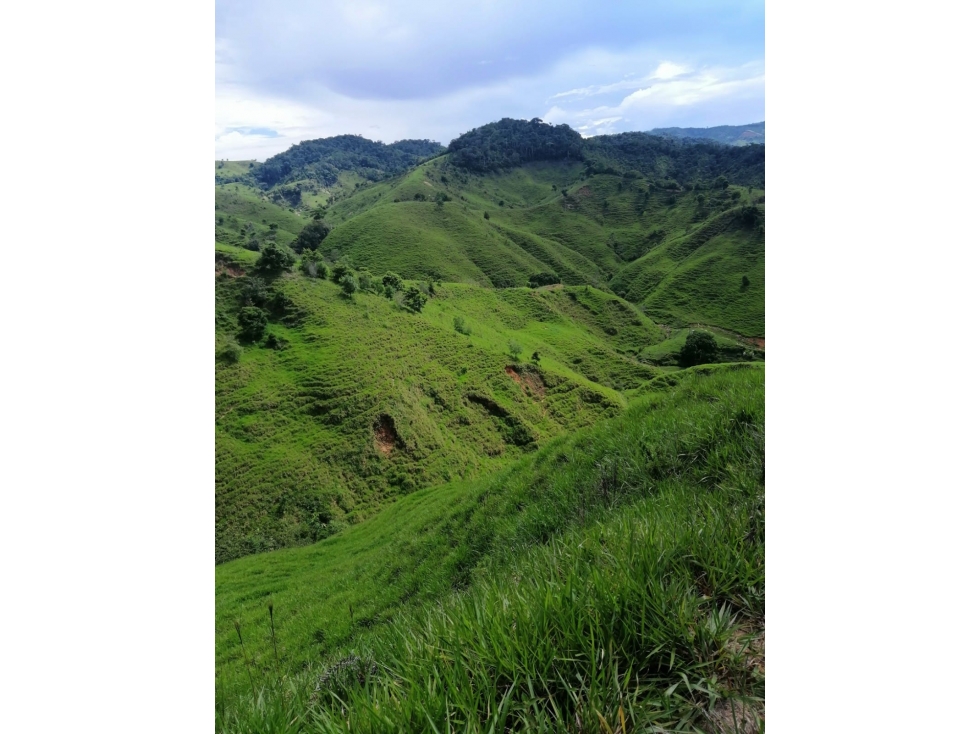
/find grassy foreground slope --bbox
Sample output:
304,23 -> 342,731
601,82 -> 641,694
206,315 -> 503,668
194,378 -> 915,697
215,246 -> 662,562
215,365 -> 764,732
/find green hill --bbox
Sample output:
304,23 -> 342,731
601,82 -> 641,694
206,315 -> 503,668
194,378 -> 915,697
215,120 -> 765,734
215,248 -> 662,562
215,122 -> 764,562
647,121 -> 765,145
215,365 -> 764,731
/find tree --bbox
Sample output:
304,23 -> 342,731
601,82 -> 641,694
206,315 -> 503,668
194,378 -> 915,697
452,316 -> 472,336
527,273 -> 561,288
330,262 -> 354,285
239,278 -> 269,306
340,274 -> 357,298
238,306 -> 268,342
381,270 -> 405,291
255,243 -> 296,276
404,286 -> 428,313
678,331 -> 717,367
357,270 -> 374,293
292,219 -> 330,252
299,250 -> 329,278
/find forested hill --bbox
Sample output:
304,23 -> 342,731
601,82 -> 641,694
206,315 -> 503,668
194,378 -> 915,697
449,118 -> 765,187
253,135 -> 445,186
647,121 -> 765,145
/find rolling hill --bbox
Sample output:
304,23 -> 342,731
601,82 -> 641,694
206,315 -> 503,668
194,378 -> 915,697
215,119 -> 765,734
647,121 -> 765,145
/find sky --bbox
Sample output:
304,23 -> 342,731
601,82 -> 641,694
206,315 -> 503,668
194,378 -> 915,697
215,0 -> 765,160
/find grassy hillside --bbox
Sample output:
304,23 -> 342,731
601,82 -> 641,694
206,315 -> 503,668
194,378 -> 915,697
609,204 -> 765,337
215,245 -> 663,562
215,365 -> 764,731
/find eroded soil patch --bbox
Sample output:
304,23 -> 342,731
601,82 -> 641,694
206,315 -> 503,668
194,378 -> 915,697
374,413 -> 400,456
503,364 -> 547,398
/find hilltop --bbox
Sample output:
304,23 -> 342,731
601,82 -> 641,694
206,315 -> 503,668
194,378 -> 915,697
215,119 -> 765,734
647,121 -> 765,146
215,120 -> 764,562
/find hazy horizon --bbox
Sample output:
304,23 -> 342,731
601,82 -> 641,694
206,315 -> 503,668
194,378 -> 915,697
215,0 -> 765,160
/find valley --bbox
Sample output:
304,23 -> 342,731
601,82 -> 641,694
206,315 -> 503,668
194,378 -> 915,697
215,119 -> 765,732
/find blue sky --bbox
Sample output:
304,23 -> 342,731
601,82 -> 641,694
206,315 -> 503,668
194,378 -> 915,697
215,0 -> 765,160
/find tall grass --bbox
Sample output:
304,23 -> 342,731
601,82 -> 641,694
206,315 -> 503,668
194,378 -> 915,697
219,365 -> 764,732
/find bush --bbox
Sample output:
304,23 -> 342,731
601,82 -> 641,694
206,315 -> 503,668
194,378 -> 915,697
299,249 -> 328,278
292,219 -> 330,252
214,339 -> 242,364
238,306 -> 268,342
340,274 -> 357,298
679,331 -> 717,367
404,286 -> 428,313
239,278 -> 269,306
381,271 -> 405,298
527,273 -> 561,288
255,244 -> 296,275
452,316 -> 472,336
357,270 -> 375,293
330,263 -> 354,285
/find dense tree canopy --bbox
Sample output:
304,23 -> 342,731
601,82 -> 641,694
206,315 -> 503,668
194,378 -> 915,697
449,117 -> 583,171
449,118 -> 765,187
292,219 -> 330,252
253,135 -> 445,186
583,133 -> 765,187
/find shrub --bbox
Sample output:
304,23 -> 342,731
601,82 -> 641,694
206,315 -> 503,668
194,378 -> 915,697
679,331 -> 717,367
452,316 -> 472,336
239,278 -> 269,306
340,273 -> 357,298
299,249 -> 327,278
214,339 -> 242,364
357,270 -> 374,293
255,244 -> 296,275
292,219 -> 330,252
381,271 -> 405,298
330,263 -> 354,285
238,306 -> 268,342
404,286 -> 428,313
527,273 -> 561,288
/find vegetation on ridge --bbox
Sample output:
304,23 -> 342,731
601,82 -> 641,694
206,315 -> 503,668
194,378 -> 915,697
216,365 -> 764,731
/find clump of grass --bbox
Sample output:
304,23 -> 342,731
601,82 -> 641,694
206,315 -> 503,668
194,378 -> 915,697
218,364 -> 764,731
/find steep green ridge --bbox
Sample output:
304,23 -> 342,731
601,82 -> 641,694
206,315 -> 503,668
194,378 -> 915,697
215,246 -> 662,562
215,121 -> 765,562
609,210 -> 765,337
215,364 -> 764,731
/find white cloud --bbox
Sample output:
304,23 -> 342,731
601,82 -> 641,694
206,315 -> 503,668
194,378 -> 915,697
215,42 -> 764,160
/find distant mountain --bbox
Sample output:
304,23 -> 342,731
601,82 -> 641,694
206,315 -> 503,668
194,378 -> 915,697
646,121 -> 765,145
448,118 -> 765,187
253,135 -> 445,186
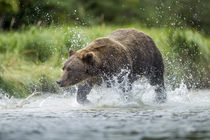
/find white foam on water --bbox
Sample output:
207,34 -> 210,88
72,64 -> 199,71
0,76 -> 210,111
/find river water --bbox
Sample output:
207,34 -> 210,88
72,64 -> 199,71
0,80 -> 210,140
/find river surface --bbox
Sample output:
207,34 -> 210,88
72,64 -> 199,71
0,81 -> 210,140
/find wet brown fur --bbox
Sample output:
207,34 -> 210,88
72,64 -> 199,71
57,29 -> 166,103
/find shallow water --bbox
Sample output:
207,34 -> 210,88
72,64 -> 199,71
0,81 -> 210,140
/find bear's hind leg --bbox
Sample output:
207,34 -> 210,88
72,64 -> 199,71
148,69 -> 167,103
77,83 -> 92,105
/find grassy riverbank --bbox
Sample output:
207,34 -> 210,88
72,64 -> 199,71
0,25 -> 210,97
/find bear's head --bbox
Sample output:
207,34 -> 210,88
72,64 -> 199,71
56,50 -> 99,87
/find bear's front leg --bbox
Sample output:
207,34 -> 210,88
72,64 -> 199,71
77,83 -> 92,105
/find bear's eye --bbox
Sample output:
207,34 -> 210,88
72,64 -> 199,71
67,67 -> 71,71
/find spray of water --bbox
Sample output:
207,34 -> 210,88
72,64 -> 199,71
0,66 -> 210,111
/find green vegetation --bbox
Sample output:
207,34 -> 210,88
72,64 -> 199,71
0,25 -> 210,97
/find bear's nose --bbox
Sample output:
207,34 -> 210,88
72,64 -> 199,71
56,79 -> 62,85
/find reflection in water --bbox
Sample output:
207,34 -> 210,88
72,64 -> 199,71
0,81 -> 210,140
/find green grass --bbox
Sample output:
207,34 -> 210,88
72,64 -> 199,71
0,25 -> 210,97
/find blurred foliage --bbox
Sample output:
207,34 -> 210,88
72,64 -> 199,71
0,0 -> 210,34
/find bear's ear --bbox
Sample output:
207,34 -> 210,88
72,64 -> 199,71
69,49 -> 75,57
82,52 -> 94,65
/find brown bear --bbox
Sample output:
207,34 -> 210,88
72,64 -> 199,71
57,29 -> 166,104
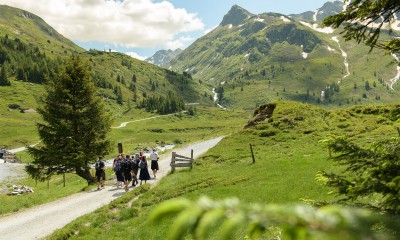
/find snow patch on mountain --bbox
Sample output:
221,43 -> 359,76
281,16 -> 291,22
300,21 -> 333,33
332,37 -> 350,83
389,53 -> 400,89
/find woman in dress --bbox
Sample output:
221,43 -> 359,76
139,151 -> 150,185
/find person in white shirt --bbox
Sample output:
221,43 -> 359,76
150,148 -> 159,179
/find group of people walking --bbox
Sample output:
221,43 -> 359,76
95,149 -> 159,191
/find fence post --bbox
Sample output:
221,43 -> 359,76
250,143 -> 256,163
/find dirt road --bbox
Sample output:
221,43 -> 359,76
0,137 -> 222,240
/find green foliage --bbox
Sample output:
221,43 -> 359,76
139,92 -> 185,114
149,197 -> 400,240
26,57 -> 111,183
320,136 -> 400,214
324,0 -> 400,52
0,64 -> 11,86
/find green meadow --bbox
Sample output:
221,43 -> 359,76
44,102 -> 399,239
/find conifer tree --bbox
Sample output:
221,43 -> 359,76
27,57 -> 111,184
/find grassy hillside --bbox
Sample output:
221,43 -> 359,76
45,102 -> 400,239
0,5 -> 85,58
0,5 -> 213,148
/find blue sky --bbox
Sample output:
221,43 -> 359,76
0,0 -> 340,59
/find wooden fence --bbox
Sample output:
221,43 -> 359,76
170,149 -> 194,173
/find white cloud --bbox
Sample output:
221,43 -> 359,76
0,0 -> 204,48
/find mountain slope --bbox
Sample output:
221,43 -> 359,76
0,5 -> 213,147
0,5 -> 84,56
168,2 -> 400,109
145,48 -> 182,66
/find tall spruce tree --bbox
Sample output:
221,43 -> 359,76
0,65 -> 11,86
26,57 -> 111,184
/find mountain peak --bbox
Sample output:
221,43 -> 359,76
220,5 -> 254,26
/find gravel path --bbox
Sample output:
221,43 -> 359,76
0,137 -> 222,240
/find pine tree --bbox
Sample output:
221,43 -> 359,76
27,57 -> 111,184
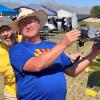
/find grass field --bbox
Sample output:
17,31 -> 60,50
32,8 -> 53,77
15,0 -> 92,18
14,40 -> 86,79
0,34 -> 100,100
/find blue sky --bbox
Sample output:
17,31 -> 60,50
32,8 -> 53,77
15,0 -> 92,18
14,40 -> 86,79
0,0 -> 100,7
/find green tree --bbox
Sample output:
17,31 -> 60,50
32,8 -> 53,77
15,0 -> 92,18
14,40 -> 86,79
91,6 -> 100,18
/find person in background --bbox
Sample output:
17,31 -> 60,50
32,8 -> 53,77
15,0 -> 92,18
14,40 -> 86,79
9,8 -> 100,100
0,25 -> 17,100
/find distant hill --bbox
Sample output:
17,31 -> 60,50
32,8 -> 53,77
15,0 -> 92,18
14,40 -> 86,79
0,2 -> 23,9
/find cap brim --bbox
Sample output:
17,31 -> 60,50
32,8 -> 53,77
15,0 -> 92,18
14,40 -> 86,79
10,10 -> 48,30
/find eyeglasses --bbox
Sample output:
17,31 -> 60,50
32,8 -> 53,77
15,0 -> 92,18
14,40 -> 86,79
1,33 -> 16,39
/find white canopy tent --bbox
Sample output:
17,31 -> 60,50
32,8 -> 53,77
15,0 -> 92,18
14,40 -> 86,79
57,9 -> 73,19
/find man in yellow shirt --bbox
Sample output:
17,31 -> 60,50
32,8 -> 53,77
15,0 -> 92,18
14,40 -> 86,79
0,25 -> 17,100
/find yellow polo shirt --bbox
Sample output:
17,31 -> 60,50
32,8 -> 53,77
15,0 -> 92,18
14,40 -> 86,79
0,43 -> 16,95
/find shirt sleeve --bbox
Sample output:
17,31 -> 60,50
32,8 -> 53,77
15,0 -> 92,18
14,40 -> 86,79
9,47 -> 33,73
61,52 -> 72,69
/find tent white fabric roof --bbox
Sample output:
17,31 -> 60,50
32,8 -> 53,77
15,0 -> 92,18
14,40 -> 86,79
57,9 -> 73,18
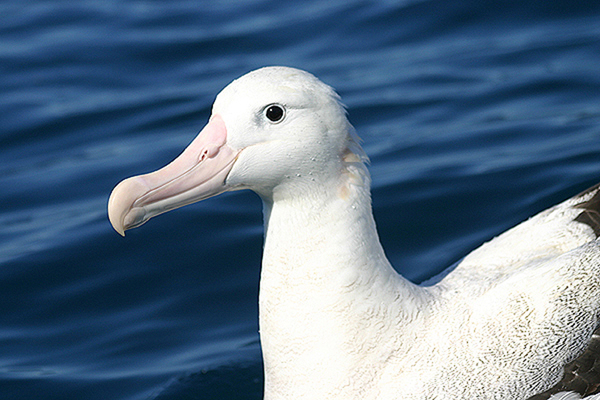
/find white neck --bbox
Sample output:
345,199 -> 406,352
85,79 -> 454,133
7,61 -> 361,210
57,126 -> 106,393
259,162 -> 426,399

---------------

* TASK STATEMENT: Copy out, word for word, the part of the records that opens with the line containing "conifer tree --bbox" and closes with the line containing "57,9 -> 73,19", including both of those lines. Leave the pictures out.

* SOLUTION TO THE EXERCISE:
/find conifer tree --bbox
Sample output:
221,43 -> 359,76
27,57 -> 111,184
/find grassy hillside --bbox
Sample output:
221,43 -> 359,76
45,102 -> 400,239
0,5 -> 85,58
0,5 -> 213,148
/find blue sky --bbox
Sample output:
221,43 -> 359,76
0,0 -> 340,59
/find wooden fence --bbox
Sample output:
221,43 -> 359,76
170,149 -> 194,173
/find white cloud --bbox
Sample output:
221,43 -> 359,76
0,0 -> 204,48
/find mountain slope --bbox
Sample output:
221,43 -> 359,76
0,5 -> 213,147
0,5 -> 84,56
168,2 -> 400,109
145,48 -> 182,66
/find tall spruce tree --bbox
Sample output:
221,43 -> 359,76
0,65 -> 11,86
26,57 -> 111,184
/find mountain peak --bbox
Sample output:
221,43 -> 359,76
220,5 -> 254,26
/find gravel path --bbox
Sample output:
221,43 -> 359,76
0,137 -> 222,240
/find pine tree --bbox
Sample output:
221,43 -> 359,76
27,57 -> 111,184
/find grass field --bbox
Sample output:
17,31 -> 60,50
32,8 -> 53,77
15,0 -> 92,18
14,40 -> 86,79
0,34 -> 100,100
/find blue sky --bbox
Sample output:
17,31 -> 60,50
32,8 -> 53,77
15,0 -> 92,18
14,40 -> 86,79
0,0 -> 100,7
/find green tree --bbox
Sample output:
17,31 -> 60,50
32,8 -> 53,77
15,0 -> 92,18
14,40 -> 86,79
91,6 -> 100,18
/find person in background --bbox
Sample output:
17,31 -> 60,50
32,8 -> 53,77
15,0 -> 92,18
14,40 -> 86,79
9,8 -> 100,100
0,25 -> 17,100
/find distant hill --bbox
Sample output:
17,31 -> 60,50
32,8 -> 53,77
15,0 -> 92,18
14,40 -> 86,79
0,2 -> 23,9
/find cap brim --bbox
Sample output:
17,31 -> 60,50
32,8 -> 53,77
15,0 -> 92,18
14,40 -> 86,79
10,10 -> 48,30
/find eyeglasses --bbox
Sample output:
17,31 -> 60,50
32,8 -> 53,77
15,0 -> 92,18
14,40 -> 86,79
1,33 -> 16,39
/find white canopy tent --bbox
Sample output:
17,31 -> 60,50
32,8 -> 53,77
15,0 -> 92,18
14,40 -> 86,79
57,9 -> 73,19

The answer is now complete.